* EXPLORE THE MATERIAL:
**A)** Answer these questions using the forum post about the Accucraft VIKING installation:
(i) What scale is the model of the Isle of Man loco?
(ii) What material was used for the frame glued under the floor at the front of the loco?
(iii) How many cells make up the battery pack, and what size are they?
**B)** From the forum post about the Accucraft VIKING installation, write out the stretch from "This is a beautiful" through "is readily removable.".

* EXTRACT PROVIDED:
# An Accucraft VIKING gets a BELTROL plus sound treatment.



## TonyWalsham (Jan 2, 2008)

I have recently finished installing BELTROL R/C and Phoenix sound into the Accucraft VIKING diesel.
 








 
This is a beautiful brass and steel 16 mm scale model of the Isle of Man loco.
They come prepainted and are quite easy to work on with a bit of thought.  
 
There is actually quite a bit of room under the hood which is readily removable.
The only real problem is placement of the ON-OFF switch, charge jack, Phoenix volume control and the programming jack.
I overcame that problem by fabricating a styrene frame that is glued under the floor in the front of the loco.
Sorry about the picture quality but this will give you an idea.
 








 
The ON-OFF switch and charge jack are placed either side so that access is through the two large holes in the frames.  This required some careful measurements and a bit of fit twice glue once philosophy before installation.
 
Here are two views of the cradle installed whilst the loco was still gauged for 45 mm.
 








 








 
I used a small 5 watt speaker glued in place under the top of the hood.  I made styrene baffles that I also glued in place with silicone adhesive.
The volume is amazing given the size of the two small grilles that permit the sound to get out either side.
The battery pack is made up of 12 x AA size ENELOOP hybrid Alkaline/NiMh cells and also glued them in place under the top of the hood.
 








 
I removed the stock lighting controls and wired the 5 volt bulbs direct to the BELTROL directional constant brightness lighting outputs.

* MATERIAL SUPPLIED:
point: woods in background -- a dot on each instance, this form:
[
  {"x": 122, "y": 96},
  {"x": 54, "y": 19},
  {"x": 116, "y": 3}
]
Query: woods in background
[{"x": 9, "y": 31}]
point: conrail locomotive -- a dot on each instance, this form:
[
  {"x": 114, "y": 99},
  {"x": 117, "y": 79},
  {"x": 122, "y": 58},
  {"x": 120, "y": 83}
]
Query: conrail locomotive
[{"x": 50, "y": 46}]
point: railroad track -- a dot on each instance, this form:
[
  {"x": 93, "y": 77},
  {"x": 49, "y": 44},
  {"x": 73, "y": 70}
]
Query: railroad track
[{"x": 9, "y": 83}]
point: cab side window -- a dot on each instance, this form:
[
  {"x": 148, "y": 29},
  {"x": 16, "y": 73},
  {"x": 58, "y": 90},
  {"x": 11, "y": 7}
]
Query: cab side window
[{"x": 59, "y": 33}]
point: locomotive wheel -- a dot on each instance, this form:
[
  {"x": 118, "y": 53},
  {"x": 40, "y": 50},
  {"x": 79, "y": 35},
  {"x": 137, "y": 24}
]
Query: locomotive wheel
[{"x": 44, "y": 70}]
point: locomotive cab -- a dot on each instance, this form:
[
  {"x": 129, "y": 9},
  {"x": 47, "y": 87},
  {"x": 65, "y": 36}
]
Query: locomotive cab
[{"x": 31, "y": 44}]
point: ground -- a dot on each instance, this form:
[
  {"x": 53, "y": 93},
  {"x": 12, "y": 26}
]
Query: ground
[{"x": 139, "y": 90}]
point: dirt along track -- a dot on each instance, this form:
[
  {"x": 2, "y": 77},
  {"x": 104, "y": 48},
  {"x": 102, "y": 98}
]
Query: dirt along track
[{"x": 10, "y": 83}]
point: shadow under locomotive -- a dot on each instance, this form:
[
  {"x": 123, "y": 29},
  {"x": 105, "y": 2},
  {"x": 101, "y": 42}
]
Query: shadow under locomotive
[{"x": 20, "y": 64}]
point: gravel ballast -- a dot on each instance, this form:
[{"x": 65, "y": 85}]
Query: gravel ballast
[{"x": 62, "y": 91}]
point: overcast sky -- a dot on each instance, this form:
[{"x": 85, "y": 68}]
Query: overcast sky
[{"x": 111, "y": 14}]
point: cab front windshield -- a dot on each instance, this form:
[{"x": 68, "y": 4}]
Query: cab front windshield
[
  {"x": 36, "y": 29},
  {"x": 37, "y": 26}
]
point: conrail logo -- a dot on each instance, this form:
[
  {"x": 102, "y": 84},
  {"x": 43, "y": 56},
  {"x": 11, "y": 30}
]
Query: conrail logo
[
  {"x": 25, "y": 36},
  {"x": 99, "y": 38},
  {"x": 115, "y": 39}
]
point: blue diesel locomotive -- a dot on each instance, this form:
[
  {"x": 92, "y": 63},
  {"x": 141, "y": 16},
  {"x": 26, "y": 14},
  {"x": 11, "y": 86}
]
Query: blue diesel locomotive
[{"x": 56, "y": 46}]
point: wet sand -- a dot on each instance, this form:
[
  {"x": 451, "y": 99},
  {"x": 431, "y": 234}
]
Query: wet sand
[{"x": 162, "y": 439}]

* ANSWERS BY ITEM:
**A)**
(i) It is a 16 mm scale model.
(ii) Styrene was used.
(iii) The pack has 12 cells, all AA size.

**B)**
This is a beautiful brass and steel 16 mm scale model of the Isle of Man loco.
They come prepainted and are quite easy to work on with a bit of thought.  
 
There is actually quite a bit of room under the hood which is readily removable.